> [Task instructions]: Lay out every line of the records below as a numbered list, skipping blank lines and omitting the pictures.

> [Data for this exercise]:
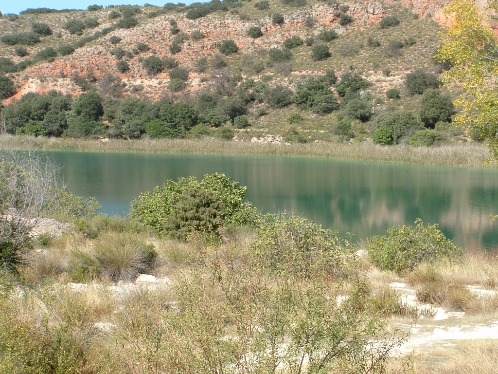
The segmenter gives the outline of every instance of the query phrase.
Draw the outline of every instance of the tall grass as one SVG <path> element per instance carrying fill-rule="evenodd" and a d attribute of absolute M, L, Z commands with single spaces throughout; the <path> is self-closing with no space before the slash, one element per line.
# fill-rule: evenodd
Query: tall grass
<path fill-rule="evenodd" d="M 198 154 L 236 154 L 318 157 L 359 161 L 390 162 L 442 166 L 481 167 L 490 154 L 476 143 L 439 147 L 382 146 L 369 142 L 352 144 L 318 143 L 288 145 L 227 142 L 216 139 L 111 139 L 109 141 L 0 136 L 2 150 L 44 150 L 78 152 L 149 152 Z M 496 168 L 496 163 L 487 167 Z"/>

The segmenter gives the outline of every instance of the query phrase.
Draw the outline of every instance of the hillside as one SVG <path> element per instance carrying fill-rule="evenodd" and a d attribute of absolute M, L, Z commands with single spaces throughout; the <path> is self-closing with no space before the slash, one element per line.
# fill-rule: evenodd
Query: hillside
<path fill-rule="evenodd" d="M 283 19 L 276 19 L 278 15 Z M 386 17 L 395 22 L 383 26 Z M 198 119 L 180 124 L 182 136 L 197 124 L 230 127 L 225 123 L 231 120 L 236 128 L 258 131 L 258 136 L 279 134 L 290 141 L 337 135 L 361 138 L 368 135 L 375 115 L 405 110 L 418 118 L 421 95 L 407 90 L 405 78 L 417 69 L 431 75 L 441 72 L 433 58 L 441 30 L 436 20 L 444 21 L 441 6 L 429 1 L 340 5 L 263 0 L 45 13 L 31 10 L 0 19 L 0 69 L 15 86 L 4 104 L 15 105 L 29 92 L 55 90 L 76 97 L 96 91 L 104 116 L 95 119 L 104 121 L 107 132 L 101 129 L 92 134 L 101 136 L 136 137 L 147 132 L 145 125 L 153 116 L 141 119 L 140 129 L 133 134 L 118 129 L 126 126 L 119 102 L 132 96 L 156 107 L 182 102 L 194 108 Z M 75 32 L 78 22 L 83 28 Z M 39 35 L 39 42 L 22 37 L 16 42 L 16 35 L 29 36 L 33 24 L 39 27 L 40 23 L 50 32 Z M 250 30 L 255 36 L 248 35 Z M 230 42 L 224 45 L 227 40 Z M 325 49 L 324 55 L 314 55 L 317 46 Z M 222 50 L 224 47 L 228 49 Z M 343 79 L 345 74 L 349 81 Z M 310 77 L 326 86 L 320 89 L 326 97 L 312 98 L 315 104 L 296 93 Z M 358 83 L 355 80 L 360 77 L 365 80 L 359 85 L 347 85 Z M 337 85 L 342 81 L 347 85 L 341 92 Z M 305 94 L 316 88 L 307 87 Z M 386 97 L 390 89 L 399 91 Z M 235 98 L 241 101 L 232 102 Z M 352 99 L 353 107 L 348 109 L 347 101 Z M 237 117 L 245 119 L 236 123 Z M 337 129 L 345 117 L 351 120 L 343 121 L 347 129 Z M 451 121 L 447 117 L 443 122 Z M 158 118 L 166 121 L 164 116 Z M 46 130 L 46 120 L 29 119 L 41 121 Z M 36 133 L 29 129 L 19 132 L 19 118 L 12 121 L 7 132 L 34 135 L 60 135 L 70 125 L 61 124 L 57 134 Z M 443 127 L 447 132 L 448 127 Z M 316 133 L 301 135 L 310 130 Z"/>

> [Finished task]:
1. The segmenter gives the outline of every instance of the query phrase.
2. Draw the outline of every instance of the tall grass as one SVG <path> element per instance carrying fill-rule="evenodd" and a d attribute of absolute M, L, Z commands with single spaces throughout; the <path> is self-closing with no space before the slash, one element per line.
3. # fill-rule: evenodd
4. Query: tall grass
5. <path fill-rule="evenodd" d="M 198 154 L 236 154 L 318 157 L 359 161 L 390 162 L 442 166 L 481 167 L 490 154 L 476 143 L 439 147 L 382 146 L 369 142 L 352 144 L 318 143 L 288 145 L 227 142 L 216 139 L 111 139 L 109 141 L 0 136 L 2 150 L 44 150 L 78 152 L 149 152 Z M 496 168 L 496 163 L 487 167 Z"/>
6. The segmenter gives the outline of every instance of the query phrase.
7. Draw the outline of every instance of the hillside as one SVG <path> element per instance carrying fill-rule="evenodd" and a d attribute of absolute M, L, Z commands with single spaces throughout; the <path> is self-closing with no space before the slash, one element per line.
8. # fill-rule: evenodd
9. Query: hillside
10. <path fill-rule="evenodd" d="M 283 19 L 276 19 L 278 15 Z M 386 17 L 395 22 L 383 26 Z M 198 119 L 180 124 L 182 136 L 197 124 L 230 127 L 225 123 L 231 120 L 236 128 L 258 131 L 258 136 L 279 134 L 290 141 L 337 135 L 361 138 L 368 135 L 375 115 L 405 110 L 418 118 L 421 95 L 407 90 L 405 78 L 417 69 L 431 75 L 441 72 L 433 58 L 441 30 L 436 20 L 444 21 L 441 6 L 429 1 L 340 5 L 263 0 L 45 13 L 31 10 L 0 19 L 0 69 L 15 86 L 4 104 L 15 105 L 29 92 L 55 90 L 76 97 L 96 91 L 104 116 L 95 119 L 104 121 L 107 132 L 101 129 L 92 134 L 101 136 L 136 137 L 147 132 L 145 125 L 153 116 L 141 119 L 140 129 L 133 134 L 118 129 L 126 126 L 119 102 L 132 96 L 156 107 L 182 102 L 194 108 Z M 75 32 L 78 22 L 83 28 Z M 39 35 L 39 42 L 22 37 L 16 42 L 16 35 L 29 36 L 33 24 L 39 27 L 40 23 L 50 32 Z M 250 30 L 255 36 L 248 35 Z M 230 42 L 224 45 L 227 40 Z M 325 49 L 324 55 L 314 55 L 317 46 Z M 222 50 L 224 47 L 228 49 Z M 343 79 L 345 74 L 349 81 Z M 310 77 L 326 86 L 320 89 L 326 97 L 312 98 L 315 104 L 296 93 Z M 358 83 L 355 80 L 360 77 L 365 80 L 359 85 L 347 85 Z M 337 85 L 342 81 L 347 85 L 341 92 Z M 305 94 L 316 88 L 307 87 Z M 386 97 L 390 89 L 399 91 Z M 235 98 L 241 101 L 232 102 Z M 352 99 L 353 107 L 348 109 L 347 101 Z M 237 117 L 245 119 L 236 123 Z M 337 129 L 345 117 L 351 120 L 343 121 L 347 129 Z M 451 121 L 447 117 L 443 122 Z M 158 118 L 166 121 L 164 116 Z M 46 130 L 46 120 L 29 119 L 41 121 Z M 36 133 L 29 129 L 19 132 L 19 118 L 12 121 L 7 132 L 34 135 L 60 135 L 70 125 L 61 124 L 57 134 Z M 443 127 L 447 132 L 448 127 Z M 316 133 L 301 135 L 310 130 Z"/>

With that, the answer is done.